Task details:
Only lines with the string "fish" matter here; gather them from the material below.

○ ○ ○ ○

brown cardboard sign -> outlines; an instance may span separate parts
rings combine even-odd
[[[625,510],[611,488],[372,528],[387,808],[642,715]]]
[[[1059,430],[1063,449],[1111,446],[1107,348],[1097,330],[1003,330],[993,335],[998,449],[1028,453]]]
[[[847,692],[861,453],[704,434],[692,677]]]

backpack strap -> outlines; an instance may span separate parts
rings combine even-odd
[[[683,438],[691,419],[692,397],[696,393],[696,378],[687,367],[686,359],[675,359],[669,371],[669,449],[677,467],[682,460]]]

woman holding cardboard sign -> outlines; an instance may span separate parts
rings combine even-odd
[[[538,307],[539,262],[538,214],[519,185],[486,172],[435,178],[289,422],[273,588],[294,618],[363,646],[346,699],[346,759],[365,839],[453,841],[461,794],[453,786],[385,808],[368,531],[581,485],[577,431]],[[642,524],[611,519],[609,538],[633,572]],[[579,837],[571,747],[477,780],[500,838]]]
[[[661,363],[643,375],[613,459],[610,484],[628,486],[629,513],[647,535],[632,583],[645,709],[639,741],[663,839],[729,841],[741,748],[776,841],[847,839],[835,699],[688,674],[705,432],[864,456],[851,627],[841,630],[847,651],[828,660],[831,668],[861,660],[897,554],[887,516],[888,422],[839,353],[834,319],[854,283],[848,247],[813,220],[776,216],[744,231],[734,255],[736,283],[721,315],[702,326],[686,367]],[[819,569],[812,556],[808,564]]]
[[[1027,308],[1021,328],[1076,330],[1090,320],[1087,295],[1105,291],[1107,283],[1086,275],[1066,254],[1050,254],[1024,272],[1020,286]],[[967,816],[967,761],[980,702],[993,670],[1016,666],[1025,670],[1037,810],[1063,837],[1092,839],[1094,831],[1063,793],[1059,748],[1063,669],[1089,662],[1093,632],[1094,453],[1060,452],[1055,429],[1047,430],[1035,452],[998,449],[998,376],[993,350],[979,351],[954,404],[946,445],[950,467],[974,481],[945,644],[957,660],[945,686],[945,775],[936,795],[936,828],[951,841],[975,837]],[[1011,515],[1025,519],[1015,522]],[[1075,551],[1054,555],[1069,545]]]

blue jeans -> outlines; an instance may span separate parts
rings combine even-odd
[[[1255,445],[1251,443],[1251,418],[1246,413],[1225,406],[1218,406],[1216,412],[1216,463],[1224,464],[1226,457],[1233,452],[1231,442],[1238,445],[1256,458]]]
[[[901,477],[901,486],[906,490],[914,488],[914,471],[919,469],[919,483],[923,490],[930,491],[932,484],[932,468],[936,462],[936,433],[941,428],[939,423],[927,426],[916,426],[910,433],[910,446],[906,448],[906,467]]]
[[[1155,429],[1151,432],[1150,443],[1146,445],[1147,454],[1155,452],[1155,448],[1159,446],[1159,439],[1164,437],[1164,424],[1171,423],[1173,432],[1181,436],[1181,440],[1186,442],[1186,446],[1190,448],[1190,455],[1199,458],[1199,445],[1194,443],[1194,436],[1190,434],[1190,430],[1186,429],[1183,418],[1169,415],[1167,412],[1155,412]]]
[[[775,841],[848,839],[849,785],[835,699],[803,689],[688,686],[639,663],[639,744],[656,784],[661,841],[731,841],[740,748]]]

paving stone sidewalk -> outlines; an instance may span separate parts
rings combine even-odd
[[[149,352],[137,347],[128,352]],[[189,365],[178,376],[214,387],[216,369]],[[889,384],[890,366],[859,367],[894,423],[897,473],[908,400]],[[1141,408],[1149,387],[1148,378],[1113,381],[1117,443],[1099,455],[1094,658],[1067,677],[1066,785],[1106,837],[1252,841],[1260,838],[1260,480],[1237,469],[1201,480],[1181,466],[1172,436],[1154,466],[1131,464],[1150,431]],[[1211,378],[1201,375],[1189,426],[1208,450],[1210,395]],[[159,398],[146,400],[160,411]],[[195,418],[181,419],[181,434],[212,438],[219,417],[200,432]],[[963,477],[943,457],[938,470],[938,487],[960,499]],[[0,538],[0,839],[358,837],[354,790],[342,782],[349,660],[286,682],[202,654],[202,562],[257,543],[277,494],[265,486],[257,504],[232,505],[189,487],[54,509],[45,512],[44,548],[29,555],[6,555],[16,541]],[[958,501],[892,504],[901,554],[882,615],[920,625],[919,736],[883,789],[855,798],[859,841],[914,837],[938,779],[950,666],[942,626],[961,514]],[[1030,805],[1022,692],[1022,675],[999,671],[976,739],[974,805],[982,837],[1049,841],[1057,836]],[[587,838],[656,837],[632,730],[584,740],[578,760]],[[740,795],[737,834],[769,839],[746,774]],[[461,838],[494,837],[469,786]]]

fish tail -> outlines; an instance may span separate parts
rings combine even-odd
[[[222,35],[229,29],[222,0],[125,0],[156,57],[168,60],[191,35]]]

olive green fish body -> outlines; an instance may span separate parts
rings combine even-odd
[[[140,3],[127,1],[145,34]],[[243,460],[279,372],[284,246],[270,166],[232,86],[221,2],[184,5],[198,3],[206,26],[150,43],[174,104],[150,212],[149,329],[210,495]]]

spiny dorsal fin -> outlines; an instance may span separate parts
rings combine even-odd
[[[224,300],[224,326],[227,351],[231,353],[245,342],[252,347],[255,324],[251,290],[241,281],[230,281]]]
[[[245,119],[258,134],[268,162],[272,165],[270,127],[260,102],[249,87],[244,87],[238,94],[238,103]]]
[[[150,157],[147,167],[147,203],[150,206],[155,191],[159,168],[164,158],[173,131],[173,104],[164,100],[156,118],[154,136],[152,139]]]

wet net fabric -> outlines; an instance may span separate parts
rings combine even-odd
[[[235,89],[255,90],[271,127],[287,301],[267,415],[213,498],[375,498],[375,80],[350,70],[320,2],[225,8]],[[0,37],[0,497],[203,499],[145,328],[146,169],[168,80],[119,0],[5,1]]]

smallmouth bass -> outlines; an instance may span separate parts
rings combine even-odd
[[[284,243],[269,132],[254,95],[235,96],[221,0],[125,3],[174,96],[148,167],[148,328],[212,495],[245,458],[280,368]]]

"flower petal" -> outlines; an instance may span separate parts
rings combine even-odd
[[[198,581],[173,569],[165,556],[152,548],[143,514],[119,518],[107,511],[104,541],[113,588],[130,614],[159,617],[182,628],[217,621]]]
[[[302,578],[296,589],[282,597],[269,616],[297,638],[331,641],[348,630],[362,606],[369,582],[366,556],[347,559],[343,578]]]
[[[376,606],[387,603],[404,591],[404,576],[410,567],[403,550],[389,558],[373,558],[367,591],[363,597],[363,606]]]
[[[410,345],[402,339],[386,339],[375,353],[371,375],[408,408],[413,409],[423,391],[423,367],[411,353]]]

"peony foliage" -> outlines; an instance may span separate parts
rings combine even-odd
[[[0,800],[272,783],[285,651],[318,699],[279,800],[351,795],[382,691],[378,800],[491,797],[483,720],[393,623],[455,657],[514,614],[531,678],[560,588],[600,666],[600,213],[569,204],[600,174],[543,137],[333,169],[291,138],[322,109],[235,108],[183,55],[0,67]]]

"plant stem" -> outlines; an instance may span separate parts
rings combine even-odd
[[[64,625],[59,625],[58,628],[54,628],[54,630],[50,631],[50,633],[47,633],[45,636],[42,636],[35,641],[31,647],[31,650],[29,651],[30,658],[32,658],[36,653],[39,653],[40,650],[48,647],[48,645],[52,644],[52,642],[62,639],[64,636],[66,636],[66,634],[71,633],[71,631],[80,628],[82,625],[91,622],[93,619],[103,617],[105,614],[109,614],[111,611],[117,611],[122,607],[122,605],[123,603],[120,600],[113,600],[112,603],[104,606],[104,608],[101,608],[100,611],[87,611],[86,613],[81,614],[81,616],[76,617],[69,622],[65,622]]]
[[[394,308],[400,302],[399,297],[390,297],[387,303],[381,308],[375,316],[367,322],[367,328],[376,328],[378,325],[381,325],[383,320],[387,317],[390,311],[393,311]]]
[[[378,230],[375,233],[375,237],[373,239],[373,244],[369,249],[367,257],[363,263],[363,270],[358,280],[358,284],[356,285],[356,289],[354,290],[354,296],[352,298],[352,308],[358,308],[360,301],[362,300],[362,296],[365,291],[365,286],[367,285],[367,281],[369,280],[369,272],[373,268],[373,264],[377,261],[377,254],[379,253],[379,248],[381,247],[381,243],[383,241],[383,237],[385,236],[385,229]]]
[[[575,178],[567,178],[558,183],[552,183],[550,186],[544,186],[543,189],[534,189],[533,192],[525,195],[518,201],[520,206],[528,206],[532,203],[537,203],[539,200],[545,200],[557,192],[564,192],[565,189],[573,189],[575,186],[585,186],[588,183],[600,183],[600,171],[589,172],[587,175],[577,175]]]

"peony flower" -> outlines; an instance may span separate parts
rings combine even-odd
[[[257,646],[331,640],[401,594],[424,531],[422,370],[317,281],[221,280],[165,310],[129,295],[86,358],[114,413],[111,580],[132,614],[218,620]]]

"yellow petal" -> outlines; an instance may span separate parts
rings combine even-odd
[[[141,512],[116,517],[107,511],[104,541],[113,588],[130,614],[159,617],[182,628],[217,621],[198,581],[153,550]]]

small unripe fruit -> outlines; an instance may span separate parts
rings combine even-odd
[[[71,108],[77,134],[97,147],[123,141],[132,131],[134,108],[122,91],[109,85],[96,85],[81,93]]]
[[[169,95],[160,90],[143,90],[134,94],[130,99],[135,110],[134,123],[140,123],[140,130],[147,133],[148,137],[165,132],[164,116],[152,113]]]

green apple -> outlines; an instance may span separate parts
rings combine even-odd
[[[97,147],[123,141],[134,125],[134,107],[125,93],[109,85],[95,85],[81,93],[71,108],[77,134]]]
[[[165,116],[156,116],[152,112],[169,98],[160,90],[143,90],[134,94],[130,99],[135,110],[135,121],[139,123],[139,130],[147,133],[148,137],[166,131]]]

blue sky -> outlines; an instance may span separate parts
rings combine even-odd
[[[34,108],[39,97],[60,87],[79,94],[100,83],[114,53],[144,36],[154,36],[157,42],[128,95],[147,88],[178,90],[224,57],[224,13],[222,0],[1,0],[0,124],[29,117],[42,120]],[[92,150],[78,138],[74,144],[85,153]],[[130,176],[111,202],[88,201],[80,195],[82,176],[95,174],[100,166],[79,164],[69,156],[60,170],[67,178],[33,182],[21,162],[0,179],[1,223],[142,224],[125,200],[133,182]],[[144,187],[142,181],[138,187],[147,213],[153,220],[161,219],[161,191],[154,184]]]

○ ○ ○ ○

Answer section:
fish tail -> outlines; an instance may span separate parts
olive green fish body -> outlines; an instance may span separate parts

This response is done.